■ Source passage
━━━━━━━━━━━━━━━━━━━━━━━━━━━━━━

As thousands of activists took over the Benjamin Franklin Parkway yesterday, Mayor Jim Kenney ordered the police to stand down and do nothing.

The entire length of the Parkway last night was shut down to traffic, from Spring Garden to Arch Street, as it became a tent city for homeless activists, squatters, and drug addicts.

Signs went up proclaiming that the most scenic part of the city, which runs for a mile along the tree and flag-line boulevard from City Hall to the Art Museum steps made famous by Rocky Balboa, was now occupied by Antifa and had become a "No Cop Zone.

Cops were furious about the mayor's order. 

"We are under a tyrannical dictatorship," one cop said about Kenney. "The people of the city want and frankly deserve and should demand better."

Under Kenney's disastrous leadership, he and his rookie police commissioner were totally unprepared for the riots that began May 30th, and left Center City boarded up with plywood and still smelling of arson fires.

Now Kenney has given up the entire parkway to the protesters. He's been groveling and trying to appease the protesters before they even invaded his town, and it's clearly not working. On Wednesday night, demonstrators were picketing the mayor's penthouse at Third and Race. 

They've got another demonstration planned outside Kenney's penthouse for Sunday night.

Meanwhile, the city which already has a budget deficit of $650 million has since the protests began on May 30, has been spending more than $1 million a day just for police overtime. That's an additional expenditure of at least $14 million in the two weeks since the protests began.

The city was under an emergency lockdown because of the coronavirus, with citizens prohibited from opening many businesses, or going to church, or to restaurants or assembling in groups larger than 10, a limit that's recently been raised to 25.

 But under the Progressive leadership of Kenney, all of the coronavirus rules under the emergency lockdown have been waived so that the protesters can take over the town and pretty much do whatever the hell they want.

━━━━━━━━━━━━━━━━━━━━━━━━━━━━━━

■ Study material
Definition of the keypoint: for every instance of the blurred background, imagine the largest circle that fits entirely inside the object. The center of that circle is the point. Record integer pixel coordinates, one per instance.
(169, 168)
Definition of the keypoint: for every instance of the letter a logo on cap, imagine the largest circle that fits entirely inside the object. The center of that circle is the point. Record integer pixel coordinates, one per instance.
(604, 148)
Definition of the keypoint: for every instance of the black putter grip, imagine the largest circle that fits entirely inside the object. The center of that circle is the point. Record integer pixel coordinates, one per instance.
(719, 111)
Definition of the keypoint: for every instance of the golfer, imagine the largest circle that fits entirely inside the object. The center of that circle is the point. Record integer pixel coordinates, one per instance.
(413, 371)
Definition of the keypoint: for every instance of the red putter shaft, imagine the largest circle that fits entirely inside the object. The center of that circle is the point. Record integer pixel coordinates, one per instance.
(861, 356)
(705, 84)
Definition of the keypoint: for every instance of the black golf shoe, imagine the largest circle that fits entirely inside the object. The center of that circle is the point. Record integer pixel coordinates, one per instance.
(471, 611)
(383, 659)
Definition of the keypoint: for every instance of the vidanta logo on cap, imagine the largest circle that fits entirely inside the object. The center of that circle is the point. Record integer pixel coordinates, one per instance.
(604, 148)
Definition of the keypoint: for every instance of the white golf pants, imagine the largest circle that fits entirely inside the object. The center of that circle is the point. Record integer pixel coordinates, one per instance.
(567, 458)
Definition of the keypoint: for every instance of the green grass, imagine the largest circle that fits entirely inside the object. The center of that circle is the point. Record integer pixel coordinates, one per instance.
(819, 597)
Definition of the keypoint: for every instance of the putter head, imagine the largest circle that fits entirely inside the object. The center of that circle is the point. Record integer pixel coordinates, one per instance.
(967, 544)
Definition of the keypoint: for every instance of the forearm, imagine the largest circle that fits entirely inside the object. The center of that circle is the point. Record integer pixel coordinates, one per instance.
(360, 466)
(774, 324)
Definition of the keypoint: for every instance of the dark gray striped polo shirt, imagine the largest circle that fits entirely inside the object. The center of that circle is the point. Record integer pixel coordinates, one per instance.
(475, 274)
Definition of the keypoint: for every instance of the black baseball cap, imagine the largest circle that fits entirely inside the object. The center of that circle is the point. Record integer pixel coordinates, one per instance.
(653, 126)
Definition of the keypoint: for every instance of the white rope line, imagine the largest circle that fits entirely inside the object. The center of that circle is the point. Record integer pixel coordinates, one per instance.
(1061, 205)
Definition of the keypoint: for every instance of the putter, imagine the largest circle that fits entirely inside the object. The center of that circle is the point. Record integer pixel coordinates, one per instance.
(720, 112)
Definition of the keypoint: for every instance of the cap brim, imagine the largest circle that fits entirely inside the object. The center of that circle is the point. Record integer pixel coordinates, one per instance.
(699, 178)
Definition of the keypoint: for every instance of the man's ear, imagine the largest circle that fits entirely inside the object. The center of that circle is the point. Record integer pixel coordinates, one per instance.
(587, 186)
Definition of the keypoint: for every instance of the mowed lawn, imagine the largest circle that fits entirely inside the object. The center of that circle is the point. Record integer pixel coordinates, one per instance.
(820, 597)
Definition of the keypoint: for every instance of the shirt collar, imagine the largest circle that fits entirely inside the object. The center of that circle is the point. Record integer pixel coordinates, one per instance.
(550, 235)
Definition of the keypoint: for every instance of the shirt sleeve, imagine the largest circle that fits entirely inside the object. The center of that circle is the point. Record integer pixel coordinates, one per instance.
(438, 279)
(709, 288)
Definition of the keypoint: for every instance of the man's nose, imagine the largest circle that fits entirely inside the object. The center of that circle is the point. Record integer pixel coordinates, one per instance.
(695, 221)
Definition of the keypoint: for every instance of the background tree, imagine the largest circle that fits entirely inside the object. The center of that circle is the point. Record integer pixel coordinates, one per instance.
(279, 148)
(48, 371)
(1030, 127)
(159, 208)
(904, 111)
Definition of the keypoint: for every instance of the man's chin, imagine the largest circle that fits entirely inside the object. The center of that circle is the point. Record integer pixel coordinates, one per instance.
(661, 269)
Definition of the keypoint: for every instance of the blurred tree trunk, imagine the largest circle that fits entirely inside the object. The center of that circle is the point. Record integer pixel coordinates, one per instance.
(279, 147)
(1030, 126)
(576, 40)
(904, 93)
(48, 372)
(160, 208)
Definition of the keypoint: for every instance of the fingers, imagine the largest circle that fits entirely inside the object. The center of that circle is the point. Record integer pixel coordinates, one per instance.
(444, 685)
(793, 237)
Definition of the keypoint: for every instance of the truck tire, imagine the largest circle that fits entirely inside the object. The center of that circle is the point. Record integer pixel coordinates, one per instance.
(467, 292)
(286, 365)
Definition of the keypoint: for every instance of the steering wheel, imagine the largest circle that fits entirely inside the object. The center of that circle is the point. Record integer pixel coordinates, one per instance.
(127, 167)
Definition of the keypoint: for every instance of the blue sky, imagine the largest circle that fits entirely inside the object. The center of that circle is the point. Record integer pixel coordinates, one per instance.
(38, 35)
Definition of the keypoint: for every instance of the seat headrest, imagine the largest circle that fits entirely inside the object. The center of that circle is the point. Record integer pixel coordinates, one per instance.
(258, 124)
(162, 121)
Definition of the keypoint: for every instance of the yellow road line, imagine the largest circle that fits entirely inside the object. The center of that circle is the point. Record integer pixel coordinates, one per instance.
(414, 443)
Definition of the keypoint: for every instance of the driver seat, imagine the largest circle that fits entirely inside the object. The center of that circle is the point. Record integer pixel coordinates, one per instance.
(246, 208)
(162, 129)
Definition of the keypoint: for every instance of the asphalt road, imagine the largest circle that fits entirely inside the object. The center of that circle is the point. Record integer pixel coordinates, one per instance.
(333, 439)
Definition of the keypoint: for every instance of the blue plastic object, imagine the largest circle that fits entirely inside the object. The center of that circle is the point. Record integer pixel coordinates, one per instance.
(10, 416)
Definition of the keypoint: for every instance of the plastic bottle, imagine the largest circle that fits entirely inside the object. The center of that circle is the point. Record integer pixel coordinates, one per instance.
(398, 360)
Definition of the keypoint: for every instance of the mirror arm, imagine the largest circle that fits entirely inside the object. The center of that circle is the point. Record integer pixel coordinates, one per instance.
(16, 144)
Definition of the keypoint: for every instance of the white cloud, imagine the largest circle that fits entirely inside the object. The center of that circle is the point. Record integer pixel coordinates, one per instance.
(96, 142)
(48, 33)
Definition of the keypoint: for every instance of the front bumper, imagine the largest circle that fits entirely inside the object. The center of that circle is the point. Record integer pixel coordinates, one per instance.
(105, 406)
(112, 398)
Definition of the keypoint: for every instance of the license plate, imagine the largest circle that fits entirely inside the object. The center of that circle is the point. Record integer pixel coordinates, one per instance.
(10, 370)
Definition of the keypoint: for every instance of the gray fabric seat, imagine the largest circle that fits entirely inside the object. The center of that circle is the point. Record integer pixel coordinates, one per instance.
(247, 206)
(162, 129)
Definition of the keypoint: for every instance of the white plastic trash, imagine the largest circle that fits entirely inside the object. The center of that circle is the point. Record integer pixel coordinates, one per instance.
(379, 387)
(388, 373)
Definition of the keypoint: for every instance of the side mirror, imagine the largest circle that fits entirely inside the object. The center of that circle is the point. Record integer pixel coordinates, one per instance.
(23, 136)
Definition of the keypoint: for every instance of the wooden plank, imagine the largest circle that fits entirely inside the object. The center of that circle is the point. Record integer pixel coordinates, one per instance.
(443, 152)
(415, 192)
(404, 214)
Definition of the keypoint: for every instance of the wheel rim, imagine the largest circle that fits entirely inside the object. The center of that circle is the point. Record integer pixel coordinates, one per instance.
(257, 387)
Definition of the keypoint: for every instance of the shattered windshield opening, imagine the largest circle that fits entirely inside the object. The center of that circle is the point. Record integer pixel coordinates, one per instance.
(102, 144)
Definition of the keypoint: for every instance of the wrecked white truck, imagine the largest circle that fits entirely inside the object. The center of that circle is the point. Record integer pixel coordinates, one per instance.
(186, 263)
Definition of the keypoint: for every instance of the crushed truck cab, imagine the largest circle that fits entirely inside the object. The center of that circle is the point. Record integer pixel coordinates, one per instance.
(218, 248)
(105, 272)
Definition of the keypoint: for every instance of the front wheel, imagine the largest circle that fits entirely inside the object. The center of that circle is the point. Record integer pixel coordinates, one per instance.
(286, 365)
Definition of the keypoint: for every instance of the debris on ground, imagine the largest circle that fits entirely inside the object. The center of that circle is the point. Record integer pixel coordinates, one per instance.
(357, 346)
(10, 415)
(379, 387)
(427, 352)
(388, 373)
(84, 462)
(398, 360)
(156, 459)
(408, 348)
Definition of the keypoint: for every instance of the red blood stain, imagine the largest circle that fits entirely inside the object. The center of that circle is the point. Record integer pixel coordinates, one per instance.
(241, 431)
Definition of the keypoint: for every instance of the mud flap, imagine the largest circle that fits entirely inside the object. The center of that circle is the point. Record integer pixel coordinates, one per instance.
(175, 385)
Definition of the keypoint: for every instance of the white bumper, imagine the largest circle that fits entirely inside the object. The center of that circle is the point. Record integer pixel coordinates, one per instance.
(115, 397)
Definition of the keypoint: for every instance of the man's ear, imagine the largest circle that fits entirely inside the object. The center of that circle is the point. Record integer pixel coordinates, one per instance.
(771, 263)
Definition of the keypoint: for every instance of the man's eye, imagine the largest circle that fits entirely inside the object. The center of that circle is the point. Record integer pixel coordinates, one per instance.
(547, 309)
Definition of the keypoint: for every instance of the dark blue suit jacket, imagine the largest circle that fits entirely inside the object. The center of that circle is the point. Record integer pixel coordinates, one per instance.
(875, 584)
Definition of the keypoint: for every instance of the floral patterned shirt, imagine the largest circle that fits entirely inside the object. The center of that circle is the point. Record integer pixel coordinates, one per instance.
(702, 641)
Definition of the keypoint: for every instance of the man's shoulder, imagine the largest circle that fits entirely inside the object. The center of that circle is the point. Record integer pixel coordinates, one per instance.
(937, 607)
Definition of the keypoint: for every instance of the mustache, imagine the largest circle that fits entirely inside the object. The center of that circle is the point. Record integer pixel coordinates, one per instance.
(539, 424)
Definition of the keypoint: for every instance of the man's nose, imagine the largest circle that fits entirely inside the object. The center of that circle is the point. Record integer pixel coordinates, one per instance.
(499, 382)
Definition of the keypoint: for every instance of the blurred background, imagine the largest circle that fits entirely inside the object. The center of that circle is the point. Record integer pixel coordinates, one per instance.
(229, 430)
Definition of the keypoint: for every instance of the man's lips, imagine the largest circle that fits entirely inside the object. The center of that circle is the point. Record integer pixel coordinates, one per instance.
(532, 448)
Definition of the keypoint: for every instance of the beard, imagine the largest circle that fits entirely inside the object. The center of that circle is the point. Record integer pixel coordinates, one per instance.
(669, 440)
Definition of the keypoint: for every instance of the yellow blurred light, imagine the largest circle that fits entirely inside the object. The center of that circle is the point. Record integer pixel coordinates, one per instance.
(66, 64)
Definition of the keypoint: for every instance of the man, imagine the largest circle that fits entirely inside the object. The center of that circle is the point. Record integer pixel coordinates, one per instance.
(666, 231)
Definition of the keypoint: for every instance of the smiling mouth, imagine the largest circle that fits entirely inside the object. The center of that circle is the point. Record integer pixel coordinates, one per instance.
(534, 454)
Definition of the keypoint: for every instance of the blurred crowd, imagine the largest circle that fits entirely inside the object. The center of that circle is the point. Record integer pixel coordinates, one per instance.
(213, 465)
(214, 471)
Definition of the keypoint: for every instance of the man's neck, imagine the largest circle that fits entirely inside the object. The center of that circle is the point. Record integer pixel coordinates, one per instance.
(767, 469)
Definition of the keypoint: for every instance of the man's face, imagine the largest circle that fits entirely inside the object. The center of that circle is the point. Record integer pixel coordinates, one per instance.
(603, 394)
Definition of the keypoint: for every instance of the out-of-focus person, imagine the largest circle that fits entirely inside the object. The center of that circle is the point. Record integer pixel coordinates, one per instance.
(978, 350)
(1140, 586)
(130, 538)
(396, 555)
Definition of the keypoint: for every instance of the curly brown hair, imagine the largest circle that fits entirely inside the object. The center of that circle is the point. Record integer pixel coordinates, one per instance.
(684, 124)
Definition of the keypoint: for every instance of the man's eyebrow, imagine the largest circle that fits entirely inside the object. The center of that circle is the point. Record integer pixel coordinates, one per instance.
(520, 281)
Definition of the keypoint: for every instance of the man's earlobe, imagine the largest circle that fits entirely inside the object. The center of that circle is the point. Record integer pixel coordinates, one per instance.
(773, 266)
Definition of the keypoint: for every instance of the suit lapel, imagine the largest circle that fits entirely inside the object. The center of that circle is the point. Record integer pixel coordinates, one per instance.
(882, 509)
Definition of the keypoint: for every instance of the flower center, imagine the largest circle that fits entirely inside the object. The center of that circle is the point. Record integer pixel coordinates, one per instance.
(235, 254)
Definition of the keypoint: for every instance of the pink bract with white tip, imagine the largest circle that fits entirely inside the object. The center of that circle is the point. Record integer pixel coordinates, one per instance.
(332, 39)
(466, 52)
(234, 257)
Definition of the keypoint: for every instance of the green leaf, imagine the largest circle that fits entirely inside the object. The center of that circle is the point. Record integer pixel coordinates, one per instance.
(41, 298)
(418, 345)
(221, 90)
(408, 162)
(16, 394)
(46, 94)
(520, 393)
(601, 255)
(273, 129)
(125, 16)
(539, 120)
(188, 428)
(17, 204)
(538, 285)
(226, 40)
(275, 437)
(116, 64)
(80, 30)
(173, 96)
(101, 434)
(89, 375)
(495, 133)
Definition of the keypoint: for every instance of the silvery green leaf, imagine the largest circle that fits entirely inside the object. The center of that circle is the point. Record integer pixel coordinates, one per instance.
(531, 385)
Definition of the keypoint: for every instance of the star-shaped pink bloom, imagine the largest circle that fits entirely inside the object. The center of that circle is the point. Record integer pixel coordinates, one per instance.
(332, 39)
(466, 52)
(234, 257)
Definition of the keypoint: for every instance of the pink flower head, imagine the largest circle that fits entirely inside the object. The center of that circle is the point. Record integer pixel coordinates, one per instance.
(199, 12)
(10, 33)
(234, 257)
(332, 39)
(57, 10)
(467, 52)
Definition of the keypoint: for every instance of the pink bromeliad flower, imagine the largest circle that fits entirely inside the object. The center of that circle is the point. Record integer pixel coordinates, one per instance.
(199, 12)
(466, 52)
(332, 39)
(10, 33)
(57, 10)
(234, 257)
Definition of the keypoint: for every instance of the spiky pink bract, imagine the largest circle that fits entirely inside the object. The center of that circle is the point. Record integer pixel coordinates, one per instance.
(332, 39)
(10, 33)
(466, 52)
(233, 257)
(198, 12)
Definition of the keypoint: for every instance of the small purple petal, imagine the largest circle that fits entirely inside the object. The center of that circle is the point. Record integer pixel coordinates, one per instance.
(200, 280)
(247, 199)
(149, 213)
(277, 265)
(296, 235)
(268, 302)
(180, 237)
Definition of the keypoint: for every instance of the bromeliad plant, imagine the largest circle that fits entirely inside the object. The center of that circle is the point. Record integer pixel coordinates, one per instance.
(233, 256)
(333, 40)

━━━━━━━━━━━━━━━━━━━━━━━━━━━━━━

■ Brief 1
Copy everything in the Parkway article from "The entire length" down to "of arson fires.".
■ Brief 2
Summarize the Parkway article in two sentences.

■ Written response 1
The entire length of the Parkway last night was shut down to traffic, from Spring Garden to Arch Street, as it became a tent city for homeless activists, squatters, and drug addicts.

Signs went up proclaiming that the most scenic part of the city, which runs for a mile along the tree and flag-line boulevard from City Hall to the Art Museum steps made famous by Rocky Balboa, was now occupied by Antifa and had become a "No Cop Zone.

Cops were furious about the mayor's order. 

"We are under a tyrannical dictatorship," one cop said about Kenney. "The people of the city want and frankly deserve and should demand better."

Under Kenney's disastrous leadership, he and his rookie police commissioner were totally unprepared for the riots that began May 30th, and left Center City boarded up with plywood and still smelling of arson fires.

■ Written response 2
As thousands of activists took over the Benjamin Franklin Parkway, Mayor Jim Kenney ordered police to stand down, and the Parkway was shut to traffic and became a tent city with signs calling it a "No Cop Zone." The article says police were furious about the order, calls Kenney's leadership disastrous and unprepared for the riots that began May 30th, and says the coronavirus lockdown rules have been waived for the protesters.